(Saved data entries)

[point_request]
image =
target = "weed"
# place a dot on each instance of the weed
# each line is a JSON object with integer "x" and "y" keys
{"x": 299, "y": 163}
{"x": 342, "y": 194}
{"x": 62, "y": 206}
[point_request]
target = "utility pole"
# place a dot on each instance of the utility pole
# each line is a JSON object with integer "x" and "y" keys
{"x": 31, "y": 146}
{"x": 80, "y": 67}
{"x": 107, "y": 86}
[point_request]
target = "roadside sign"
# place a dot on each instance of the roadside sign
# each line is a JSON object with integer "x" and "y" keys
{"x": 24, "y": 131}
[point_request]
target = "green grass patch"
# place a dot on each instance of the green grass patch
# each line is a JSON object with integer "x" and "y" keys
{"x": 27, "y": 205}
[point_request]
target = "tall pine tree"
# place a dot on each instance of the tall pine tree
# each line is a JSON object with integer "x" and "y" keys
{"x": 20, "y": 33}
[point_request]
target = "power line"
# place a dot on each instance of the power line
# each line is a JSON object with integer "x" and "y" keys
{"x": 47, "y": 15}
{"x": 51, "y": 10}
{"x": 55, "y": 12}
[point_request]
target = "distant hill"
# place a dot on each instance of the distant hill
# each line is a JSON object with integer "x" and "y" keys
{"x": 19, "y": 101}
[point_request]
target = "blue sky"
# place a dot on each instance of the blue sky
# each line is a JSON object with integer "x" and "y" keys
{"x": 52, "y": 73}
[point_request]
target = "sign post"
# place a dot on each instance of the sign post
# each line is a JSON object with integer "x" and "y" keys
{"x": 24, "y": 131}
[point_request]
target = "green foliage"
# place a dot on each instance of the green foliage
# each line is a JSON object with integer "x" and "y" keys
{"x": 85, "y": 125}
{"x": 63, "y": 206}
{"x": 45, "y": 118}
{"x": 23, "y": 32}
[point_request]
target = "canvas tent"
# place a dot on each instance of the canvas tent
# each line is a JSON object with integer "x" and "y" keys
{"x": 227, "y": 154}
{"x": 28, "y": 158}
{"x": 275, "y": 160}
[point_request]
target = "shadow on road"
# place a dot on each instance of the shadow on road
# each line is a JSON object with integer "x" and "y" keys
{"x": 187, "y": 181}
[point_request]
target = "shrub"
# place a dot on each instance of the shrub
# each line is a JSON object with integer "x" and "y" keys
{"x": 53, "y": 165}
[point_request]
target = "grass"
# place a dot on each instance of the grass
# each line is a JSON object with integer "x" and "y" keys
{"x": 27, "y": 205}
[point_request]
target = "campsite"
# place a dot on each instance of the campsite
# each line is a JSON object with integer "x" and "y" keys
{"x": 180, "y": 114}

Problem to work on:
Once more, write all of the records exactly as given.

Response area:
[point_request]
image =
target = "weed"
# place a dot on each instance of the weed
# each line is a JSON object with integer "x" and "y" keys
{"x": 299, "y": 163}
{"x": 342, "y": 194}
{"x": 62, "y": 206}
[point_request]
target = "utility pole"
# place a dot on each instance of the utility pole
# each line is a JSON object with integer "x" and "y" keys
{"x": 31, "y": 146}
{"x": 80, "y": 67}
{"x": 107, "y": 86}
[point_request]
target = "roadside sign"
# place a dot on each instance of the roadside sign
# each line is a JSON object with integer "x" and "y" keys
{"x": 24, "y": 131}
[point_request]
target = "green grass patch"
# place a dot on each instance of the green grass patch
# each line is a JSON object with integer "x" and "y" keys
{"x": 27, "y": 205}
[point_request]
target = "tall pine tree"
# place a dot on each instance of the tall pine tree
# each line is a JSON object with integer "x" and "y" keys
{"x": 20, "y": 33}
[point_request]
target = "power line"
# place a dot on each instance of the power line
# each line is a JSON object with integer "x" and "y" keys
{"x": 47, "y": 15}
{"x": 51, "y": 10}
{"x": 55, "y": 12}
[point_request]
target = "distant hill"
# place a dot on each instance of the distant hill
# each line is a JSON object with integer "x" and "y" keys
{"x": 19, "y": 101}
[point_request]
target = "blue sky"
# place a dot on each instance of the blue sky
# each line is a JSON object with integer "x" and "y" keys
{"x": 52, "y": 73}
[point_request]
target = "sign post"
# place a dot on each instance of the sign post
# each line is a JSON object with integer "x" and "y" keys
{"x": 24, "y": 131}
[point_request]
target = "green foliage"
# place a dot on each instance of the green foliage
# each line is a JSON object with integer "x" and "y" keys
{"x": 85, "y": 125}
{"x": 63, "y": 206}
{"x": 45, "y": 118}
{"x": 23, "y": 32}
[point_request]
target = "canvas tent"
# place a dot on each instance of the canvas tent
# each line is a JSON object with integer "x" and "y" keys
{"x": 227, "y": 154}
{"x": 28, "y": 158}
{"x": 275, "y": 160}
[point_request]
target = "shadow on road"
# place a dot on each instance of the shadow on road
# each line is a JSON object with integer "x" and "y" keys
{"x": 187, "y": 181}
[point_request]
target = "shrub"
# place a dot on each instance of the shrub
# each line is a JSON object with integer "x" and "y" keys
{"x": 53, "y": 165}
[point_request]
target = "grass"
# place a dot on each instance of the grass
# each line is a JSON object with integer "x" and "y" keys
{"x": 27, "y": 205}
[point_request]
target = "campsite"
# place a dot on each instance of the campsite
# each line is a JSON object with integer "x" and "y" keys
{"x": 180, "y": 114}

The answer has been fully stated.